Give the records below as a JSON array of strings, one string per line, with blank lines omitted.

──────────────────────────────

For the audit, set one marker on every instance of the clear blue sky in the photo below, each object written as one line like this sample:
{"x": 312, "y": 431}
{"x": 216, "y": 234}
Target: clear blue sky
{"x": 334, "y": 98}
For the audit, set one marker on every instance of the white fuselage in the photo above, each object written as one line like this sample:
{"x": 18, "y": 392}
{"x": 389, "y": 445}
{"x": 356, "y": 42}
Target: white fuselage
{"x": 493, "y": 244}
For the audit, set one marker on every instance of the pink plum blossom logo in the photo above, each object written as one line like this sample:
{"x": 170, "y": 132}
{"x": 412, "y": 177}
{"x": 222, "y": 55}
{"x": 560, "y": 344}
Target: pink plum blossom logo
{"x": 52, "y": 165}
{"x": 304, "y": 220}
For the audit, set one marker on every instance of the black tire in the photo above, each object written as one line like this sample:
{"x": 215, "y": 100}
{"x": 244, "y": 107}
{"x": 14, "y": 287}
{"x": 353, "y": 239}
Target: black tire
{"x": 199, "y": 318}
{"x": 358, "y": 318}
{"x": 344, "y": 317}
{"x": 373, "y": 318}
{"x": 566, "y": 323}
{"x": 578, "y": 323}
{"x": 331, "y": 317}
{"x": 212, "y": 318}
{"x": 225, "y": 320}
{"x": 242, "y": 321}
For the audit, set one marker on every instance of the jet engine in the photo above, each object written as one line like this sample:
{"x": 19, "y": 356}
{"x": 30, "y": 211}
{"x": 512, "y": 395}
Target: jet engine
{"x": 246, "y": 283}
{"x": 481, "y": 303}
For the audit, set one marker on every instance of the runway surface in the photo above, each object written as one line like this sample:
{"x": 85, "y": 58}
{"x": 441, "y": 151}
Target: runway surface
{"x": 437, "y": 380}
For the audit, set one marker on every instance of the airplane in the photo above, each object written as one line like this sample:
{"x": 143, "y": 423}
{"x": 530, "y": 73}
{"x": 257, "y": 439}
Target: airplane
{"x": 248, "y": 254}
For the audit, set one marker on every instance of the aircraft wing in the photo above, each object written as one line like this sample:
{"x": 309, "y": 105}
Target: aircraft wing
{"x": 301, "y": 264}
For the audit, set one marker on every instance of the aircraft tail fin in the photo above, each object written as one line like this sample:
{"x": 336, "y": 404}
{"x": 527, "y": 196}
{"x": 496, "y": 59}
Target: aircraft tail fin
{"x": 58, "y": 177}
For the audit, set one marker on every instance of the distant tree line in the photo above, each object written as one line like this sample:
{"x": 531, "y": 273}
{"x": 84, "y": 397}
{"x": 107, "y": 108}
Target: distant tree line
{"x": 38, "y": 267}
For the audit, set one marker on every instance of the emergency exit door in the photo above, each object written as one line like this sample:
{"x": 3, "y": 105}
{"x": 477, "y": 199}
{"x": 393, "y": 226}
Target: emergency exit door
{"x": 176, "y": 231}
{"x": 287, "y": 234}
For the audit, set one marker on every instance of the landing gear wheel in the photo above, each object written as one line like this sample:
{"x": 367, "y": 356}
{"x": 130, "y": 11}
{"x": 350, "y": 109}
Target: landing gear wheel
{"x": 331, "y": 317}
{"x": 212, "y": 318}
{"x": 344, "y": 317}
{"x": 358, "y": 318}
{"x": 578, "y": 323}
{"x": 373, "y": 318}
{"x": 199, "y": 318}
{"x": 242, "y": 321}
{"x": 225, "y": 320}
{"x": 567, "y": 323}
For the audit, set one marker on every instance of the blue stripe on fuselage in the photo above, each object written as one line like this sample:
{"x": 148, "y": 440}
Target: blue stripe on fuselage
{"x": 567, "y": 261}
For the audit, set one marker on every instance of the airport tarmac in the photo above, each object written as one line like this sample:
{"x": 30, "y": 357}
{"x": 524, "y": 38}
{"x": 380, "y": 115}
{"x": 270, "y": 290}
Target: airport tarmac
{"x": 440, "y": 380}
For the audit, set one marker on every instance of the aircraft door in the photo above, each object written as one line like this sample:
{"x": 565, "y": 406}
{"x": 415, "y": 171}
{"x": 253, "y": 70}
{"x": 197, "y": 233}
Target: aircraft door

──────────────────────────────

### EXPECTED OUTPUT:
[
  "For the audit, set one marker on every instance of the clear blue sky in the photo below, each object written as one line like this sample:",
  "{\"x\": 312, \"y\": 431}",
  "{\"x\": 216, \"y\": 234}",
  "Target: clear blue sky",
  "{\"x\": 334, \"y\": 98}",
  "For the audit, set one marker on every instance of the white fuselage in the photo above, each object written as one line like this sample:",
  "{\"x\": 18, \"y\": 392}",
  "{\"x\": 389, \"y\": 445}",
  "{\"x\": 356, \"y\": 42}",
  "Target: white fuselage",
  "{\"x\": 493, \"y\": 244}",
  "For the audit, set one marker on every instance of the pink plum blossom logo in the photo above, each object written as one line like this sample:",
  "{\"x\": 170, \"y\": 132}",
  "{\"x\": 412, \"y\": 177}",
  "{\"x\": 222, \"y\": 55}",
  "{\"x\": 560, \"y\": 344}",
  "Target: pink plum blossom logo",
  "{\"x\": 52, \"y\": 165}",
  "{\"x\": 304, \"y\": 220}",
  "For the audit, set one marker on every instance of the black tire in the photo above, each object written as one line like this sample:",
  "{\"x\": 215, \"y\": 100}",
  "{\"x\": 244, \"y\": 107}",
  "{\"x\": 14, \"y\": 287}",
  "{\"x\": 353, \"y\": 239}",
  "Target: black tire",
  "{\"x\": 199, \"y\": 318}",
  "{\"x\": 358, \"y\": 318}",
  "{\"x\": 344, \"y\": 317}",
  "{\"x\": 373, \"y\": 318}",
  "{\"x\": 566, \"y\": 323}",
  "{\"x\": 578, \"y\": 323}",
  "{\"x\": 331, \"y\": 317}",
  "{\"x\": 212, \"y\": 318}",
  "{\"x\": 225, \"y\": 320}",
  "{\"x\": 242, \"y\": 321}",
  "For the audit, set one marker on every instance of the jet engine in the photo above, each object written as one line like this sample:",
  "{\"x\": 19, \"y\": 356}",
  "{\"x\": 30, \"y\": 211}",
  "{\"x\": 512, \"y\": 395}",
  "Target: jet engine",
  "{\"x\": 246, \"y\": 283}",
  "{\"x\": 481, \"y\": 303}",
  "For the audit, set one marker on every instance of the runway surface in the photo above, each object written as one line like this sample:",
  "{\"x\": 85, \"y\": 58}",
  "{\"x\": 441, \"y\": 151}",
  "Target: runway surface",
  "{\"x\": 437, \"y\": 380}",
  "For the audit, set one marker on every instance of the airplane in the photo above, each object written as one line like this sample:",
  "{\"x\": 143, \"y\": 423}",
  "{\"x\": 530, \"y\": 73}",
  "{\"x\": 257, \"y\": 439}",
  "Target: airplane",
  "{\"x\": 248, \"y\": 254}",
  "For the audit, set one marker on every instance of the aircraft wing in the photo above, each object written as one line like this sample:",
  "{\"x\": 309, \"y\": 105}",
  "Target: aircraft wing",
  "{\"x\": 301, \"y\": 264}",
  "For the audit, set one marker on every instance of the aircraft tail fin in the photo above, each object written as one line like this sample:",
  "{\"x\": 336, \"y\": 404}",
  "{\"x\": 527, \"y\": 196}",
  "{\"x\": 496, \"y\": 59}",
  "Target: aircraft tail fin",
  "{\"x\": 58, \"y\": 177}",
  "For the audit, set one marker on every instance of the distant tree line in the photo above, each object written as one line like this sample:",
  "{\"x\": 531, \"y\": 273}",
  "{\"x\": 84, \"y\": 397}",
  "{\"x\": 107, \"y\": 108}",
  "Target: distant tree line",
  "{\"x\": 38, \"y\": 267}",
  "For the audit, set one marker on every instance of the emergency exit door in the photo above, each object written as one line like this sample:",
  "{\"x\": 3, \"y\": 105}",
  "{\"x\": 477, \"y\": 199}",
  "{\"x\": 393, \"y\": 226}",
  "Target: emergency exit door",
  "{\"x\": 176, \"y\": 231}",
  "{\"x\": 287, \"y\": 234}",
  "For the audit, set one marker on every instance of the landing gear wheel in the photo above, each object written as one line like this sample:",
  "{\"x\": 367, \"y\": 356}",
  "{\"x\": 130, \"y\": 11}",
  "{\"x\": 350, \"y\": 109}",
  "Target: landing gear wheel",
  "{\"x\": 331, \"y\": 317}",
  "{\"x\": 212, \"y\": 318}",
  "{\"x\": 344, \"y\": 317}",
  "{\"x\": 358, \"y\": 318}",
  "{\"x\": 578, \"y\": 323}",
  "{\"x\": 373, \"y\": 318}",
  "{\"x\": 199, \"y\": 318}",
  "{\"x\": 242, \"y\": 321}",
  "{\"x\": 225, \"y\": 320}",
  "{\"x\": 567, \"y\": 323}",
  "For the audit, set one marker on every instance of the blue stripe on fuselage in the photo above, each object written as one line like this sample:",
  "{\"x\": 148, \"y\": 440}",
  "Target: blue stripe on fuselage",
  "{\"x\": 567, \"y\": 261}",
  "For the audit, set one marker on every instance of the airport tarmac in the photo above, each object written as one line like this sample:",
  "{\"x\": 30, \"y\": 357}",
  "{\"x\": 524, \"y\": 38}",
  "{\"x\": 380, \"y\": 115}",
  "{\"x\": 270, \"y\": 290}",
  "Target: airport tarmac",
  "{\"x\": 440, \"y\": 380}",
  "For the audit, set one marker on every instance of the aircraft door in the photo above, each object written as one line like this sample:",
  "{\"x\": 565, \"y\": 406}",
  "{\"x\": 415, \"y\": 171}",
  "{\"x\": 253, \"y\": 70}",
  "{\"x\": 197, \"y\": 233}",
  "Target: aircraft door"
]